Named object pointing entries:
* * * * *
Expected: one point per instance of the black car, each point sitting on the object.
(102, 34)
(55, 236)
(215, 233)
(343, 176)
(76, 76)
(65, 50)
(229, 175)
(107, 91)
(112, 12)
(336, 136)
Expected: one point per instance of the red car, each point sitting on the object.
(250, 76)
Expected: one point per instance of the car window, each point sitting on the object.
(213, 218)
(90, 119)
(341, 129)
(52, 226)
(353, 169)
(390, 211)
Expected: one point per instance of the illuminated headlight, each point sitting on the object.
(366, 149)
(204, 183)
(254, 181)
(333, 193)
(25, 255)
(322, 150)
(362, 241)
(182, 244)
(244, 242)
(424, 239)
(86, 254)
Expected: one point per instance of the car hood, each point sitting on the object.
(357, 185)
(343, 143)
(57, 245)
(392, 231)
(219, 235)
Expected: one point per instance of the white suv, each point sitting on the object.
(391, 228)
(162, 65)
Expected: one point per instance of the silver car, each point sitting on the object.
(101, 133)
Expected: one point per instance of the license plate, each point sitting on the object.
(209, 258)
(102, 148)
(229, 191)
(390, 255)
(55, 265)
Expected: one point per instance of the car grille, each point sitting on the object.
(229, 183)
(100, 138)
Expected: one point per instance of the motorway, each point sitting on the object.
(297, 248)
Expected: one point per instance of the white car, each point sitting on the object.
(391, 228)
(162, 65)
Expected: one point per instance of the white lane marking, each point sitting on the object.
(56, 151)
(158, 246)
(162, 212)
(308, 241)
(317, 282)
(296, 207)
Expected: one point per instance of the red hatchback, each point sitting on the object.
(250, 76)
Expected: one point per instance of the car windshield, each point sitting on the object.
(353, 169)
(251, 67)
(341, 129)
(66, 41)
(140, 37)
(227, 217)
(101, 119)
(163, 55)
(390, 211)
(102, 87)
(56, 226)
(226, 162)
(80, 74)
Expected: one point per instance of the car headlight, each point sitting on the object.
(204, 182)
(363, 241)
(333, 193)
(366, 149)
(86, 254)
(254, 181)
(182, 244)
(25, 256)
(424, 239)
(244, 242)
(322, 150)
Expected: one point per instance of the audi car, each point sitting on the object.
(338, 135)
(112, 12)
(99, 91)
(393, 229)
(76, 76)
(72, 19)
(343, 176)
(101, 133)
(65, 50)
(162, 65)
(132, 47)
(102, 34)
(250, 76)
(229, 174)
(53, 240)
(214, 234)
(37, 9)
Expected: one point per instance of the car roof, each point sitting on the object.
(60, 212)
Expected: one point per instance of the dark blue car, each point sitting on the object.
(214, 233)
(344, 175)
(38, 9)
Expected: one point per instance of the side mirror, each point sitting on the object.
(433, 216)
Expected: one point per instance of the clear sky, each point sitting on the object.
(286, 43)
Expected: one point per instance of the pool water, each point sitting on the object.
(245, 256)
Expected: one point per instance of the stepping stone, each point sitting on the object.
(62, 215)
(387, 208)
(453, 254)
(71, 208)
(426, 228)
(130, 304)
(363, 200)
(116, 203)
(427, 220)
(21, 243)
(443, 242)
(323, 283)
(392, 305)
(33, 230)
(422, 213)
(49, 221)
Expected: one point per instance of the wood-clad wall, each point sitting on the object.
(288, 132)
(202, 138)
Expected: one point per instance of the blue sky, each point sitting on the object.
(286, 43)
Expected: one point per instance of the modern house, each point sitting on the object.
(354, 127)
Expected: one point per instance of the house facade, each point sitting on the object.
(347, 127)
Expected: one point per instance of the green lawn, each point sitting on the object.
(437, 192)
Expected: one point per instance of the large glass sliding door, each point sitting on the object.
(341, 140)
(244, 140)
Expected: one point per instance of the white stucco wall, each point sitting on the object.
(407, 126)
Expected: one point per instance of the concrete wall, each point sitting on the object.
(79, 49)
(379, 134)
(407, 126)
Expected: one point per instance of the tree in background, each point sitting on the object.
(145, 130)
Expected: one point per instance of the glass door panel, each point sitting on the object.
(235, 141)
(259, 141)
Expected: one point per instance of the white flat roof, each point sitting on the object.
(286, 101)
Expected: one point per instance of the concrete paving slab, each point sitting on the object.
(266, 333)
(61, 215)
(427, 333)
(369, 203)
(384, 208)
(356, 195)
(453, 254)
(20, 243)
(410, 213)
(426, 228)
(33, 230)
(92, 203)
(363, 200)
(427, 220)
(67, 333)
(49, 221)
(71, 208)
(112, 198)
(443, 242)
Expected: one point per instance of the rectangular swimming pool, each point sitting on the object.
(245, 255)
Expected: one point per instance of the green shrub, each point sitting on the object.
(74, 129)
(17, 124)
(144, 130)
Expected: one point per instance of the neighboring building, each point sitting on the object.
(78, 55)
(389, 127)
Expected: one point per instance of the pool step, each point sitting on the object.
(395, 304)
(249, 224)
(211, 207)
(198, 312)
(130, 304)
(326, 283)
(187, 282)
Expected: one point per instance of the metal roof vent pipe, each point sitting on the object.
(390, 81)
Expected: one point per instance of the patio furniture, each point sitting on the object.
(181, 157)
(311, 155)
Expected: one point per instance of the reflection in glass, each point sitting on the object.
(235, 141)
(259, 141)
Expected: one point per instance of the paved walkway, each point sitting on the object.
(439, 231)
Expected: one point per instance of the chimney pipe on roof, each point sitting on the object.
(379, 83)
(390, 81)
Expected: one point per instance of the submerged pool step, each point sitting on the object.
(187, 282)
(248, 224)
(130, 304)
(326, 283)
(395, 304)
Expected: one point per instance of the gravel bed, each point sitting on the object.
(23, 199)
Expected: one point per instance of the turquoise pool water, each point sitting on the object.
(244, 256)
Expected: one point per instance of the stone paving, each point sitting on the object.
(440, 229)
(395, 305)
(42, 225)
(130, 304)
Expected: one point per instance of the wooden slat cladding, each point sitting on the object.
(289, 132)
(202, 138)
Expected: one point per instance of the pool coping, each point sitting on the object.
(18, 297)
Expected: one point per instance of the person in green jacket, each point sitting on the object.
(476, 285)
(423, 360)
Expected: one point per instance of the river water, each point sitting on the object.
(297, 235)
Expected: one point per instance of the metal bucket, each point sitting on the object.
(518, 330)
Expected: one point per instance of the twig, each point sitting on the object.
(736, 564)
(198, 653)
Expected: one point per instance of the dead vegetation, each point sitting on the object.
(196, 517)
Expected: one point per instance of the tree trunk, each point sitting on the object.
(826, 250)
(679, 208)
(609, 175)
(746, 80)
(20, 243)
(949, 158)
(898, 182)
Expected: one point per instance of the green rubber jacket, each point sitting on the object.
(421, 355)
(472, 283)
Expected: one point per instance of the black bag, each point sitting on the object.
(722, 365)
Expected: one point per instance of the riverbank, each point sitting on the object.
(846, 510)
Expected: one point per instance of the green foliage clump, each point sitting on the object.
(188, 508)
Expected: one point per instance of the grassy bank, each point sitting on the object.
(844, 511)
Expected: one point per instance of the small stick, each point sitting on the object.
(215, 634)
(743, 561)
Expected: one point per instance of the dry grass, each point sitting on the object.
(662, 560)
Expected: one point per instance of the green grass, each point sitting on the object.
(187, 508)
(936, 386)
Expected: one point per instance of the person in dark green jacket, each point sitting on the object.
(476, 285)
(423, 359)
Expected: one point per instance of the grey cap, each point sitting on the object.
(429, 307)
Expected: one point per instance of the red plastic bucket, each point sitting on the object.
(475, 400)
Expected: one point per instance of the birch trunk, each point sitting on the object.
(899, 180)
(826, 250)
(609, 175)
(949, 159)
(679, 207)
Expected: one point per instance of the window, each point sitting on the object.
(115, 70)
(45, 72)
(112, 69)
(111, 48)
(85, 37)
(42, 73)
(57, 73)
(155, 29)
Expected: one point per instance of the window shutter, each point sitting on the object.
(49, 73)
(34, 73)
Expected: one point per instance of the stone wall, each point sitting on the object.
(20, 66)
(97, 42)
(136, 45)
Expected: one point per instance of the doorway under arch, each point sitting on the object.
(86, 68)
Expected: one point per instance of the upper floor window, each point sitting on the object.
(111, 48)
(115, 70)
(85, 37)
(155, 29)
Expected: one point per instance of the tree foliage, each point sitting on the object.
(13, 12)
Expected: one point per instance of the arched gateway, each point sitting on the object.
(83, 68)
* * * * *
WHAT IS ASKED: Reproduce the rows from the line containing "Expected: one point per instance of the doorway" through the end of the rows, both ends included, with every request line kept unchanged. In each answer line, shift every coordinate value by adding 73 to it.

TASK RESPONSE:
Expected: one point per instance of the doorway under arch, each point sitting on the object.
(159, 141)
Expected: one point per instance of the upper floor window, each point sitting on the object.
(184, 121)
(188, 143)
(158, 110)
(228, 102)
Expected: one point per instance of the tree foliage, each point sitting on the object.
(86, 85)
Expected: one point per instance of the arched gateway, each point sitting on the object.
(156, 141)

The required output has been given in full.